** THE REQUEST **
Copy the following material verbatim, line for line.

** EXTRACTED MATERIAL **
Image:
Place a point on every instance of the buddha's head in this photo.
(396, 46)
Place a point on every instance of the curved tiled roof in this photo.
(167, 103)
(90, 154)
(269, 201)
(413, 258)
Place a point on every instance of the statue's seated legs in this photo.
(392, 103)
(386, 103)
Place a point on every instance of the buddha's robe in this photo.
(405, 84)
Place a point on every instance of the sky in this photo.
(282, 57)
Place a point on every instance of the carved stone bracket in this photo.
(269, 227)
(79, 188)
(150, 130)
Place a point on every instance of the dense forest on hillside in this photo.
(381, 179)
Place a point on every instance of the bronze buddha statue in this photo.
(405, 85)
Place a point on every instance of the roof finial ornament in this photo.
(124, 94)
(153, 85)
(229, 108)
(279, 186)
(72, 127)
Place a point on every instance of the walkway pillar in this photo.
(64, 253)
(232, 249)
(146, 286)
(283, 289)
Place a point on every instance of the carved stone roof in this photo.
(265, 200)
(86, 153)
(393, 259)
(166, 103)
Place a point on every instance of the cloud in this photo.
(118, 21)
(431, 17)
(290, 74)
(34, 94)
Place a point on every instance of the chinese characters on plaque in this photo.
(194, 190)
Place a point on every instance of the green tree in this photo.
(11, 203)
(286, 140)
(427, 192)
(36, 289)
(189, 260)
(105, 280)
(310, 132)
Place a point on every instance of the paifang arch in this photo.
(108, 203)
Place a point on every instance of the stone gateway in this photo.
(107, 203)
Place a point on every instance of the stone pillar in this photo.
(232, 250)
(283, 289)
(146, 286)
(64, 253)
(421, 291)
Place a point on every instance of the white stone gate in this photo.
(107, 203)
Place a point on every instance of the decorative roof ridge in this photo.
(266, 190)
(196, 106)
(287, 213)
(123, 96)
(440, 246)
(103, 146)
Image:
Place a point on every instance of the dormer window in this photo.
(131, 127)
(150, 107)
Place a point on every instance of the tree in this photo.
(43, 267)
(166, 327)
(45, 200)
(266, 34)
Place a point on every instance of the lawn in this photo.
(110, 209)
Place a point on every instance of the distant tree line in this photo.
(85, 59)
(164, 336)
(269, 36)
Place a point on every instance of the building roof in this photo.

** TASK RESPONSE **
Image:
Place a point on every instance of the buddha's head in this photo.
(396, 46)
Place a point on every instance of the curved tiled roof in this photo.
(167, 103)
(90, 154)
(269, 201)
(413, 258)
Place a point on every instance of the statue's seated legs in this photo.
(392, 103)
(386, 103)
Place a point on every instance of the buddha's robe in this photo.
(405, 84)
Place a point on every instance of the sky in this photo.
(282, 57)
Place a point on every instance of the carved stone bracket in this photo.
(269, 227)
(79, 188)
(150, 130)
Place a point on every instance of the dense forest on hillside in this photo.
(381, 179)
Place a point on every instance of the bronze buddha statue in this photo.
(405, 85)
Place a point on every instance of the roof finial ornament in this photo.
(124, 94)
(153, 85)
(229, 108)
(279, 186)
(72, 127)
Place a point on every instance of the walkway pillar in this photo.
(64, 253)
(232, 249)
(146, 286)
(283, 289)
Place a point on every instance of the carved stone roof in this photo.
(265, 200)
(86, 153)
(393, 259)
(166, 103)
Place a point on every instance of the cloud in this photo.
(118, 21)
(431, 17)
(290, 74)
(34, 94)
Place a point on every instance of the chinese characters on plaque in this photo.
(194, 190)
Place a point on every instance of the green tree in this photo.
(11, 203)
(286, 140)
(427, 192)
(36, 289)
(189, 260)
(105, 280)
(310, 132)
Place a point on every instance of the paifang arch in this photo.
(108, 203)
Place a point on every instance of the stone gateway in this photo.
(107, 203)
Place a point on every instance of the stone pillar in this photo.
(232, 250)
(283, 289)
(146, 286)
(64, 253)
(421, 291)
Place a point on every instance of the white stone gate in this photo.
(107, 203)
Place a point on every instance of the decorative roof ridge in this photo.
(266, 190)
(196, 106)
(287, 213)
(123, 96)
(440, 246)
(103, 146)
Image:
Place a point on every instance of the dormer window in this photo.
(131, 127)
(150, 107)
Place a point on every instance of the tree in this photo.
(43, 267)
(166, 327)
(45, 200)
(266, 34)
Place a point on every instance of the lawn in this photo.
(110, 209)
Place a point on every instance of the distant tree line in this photo.
(85, 59)
(164, 336)
(269, 36)
Place a point on every instance of the building roof in this photo.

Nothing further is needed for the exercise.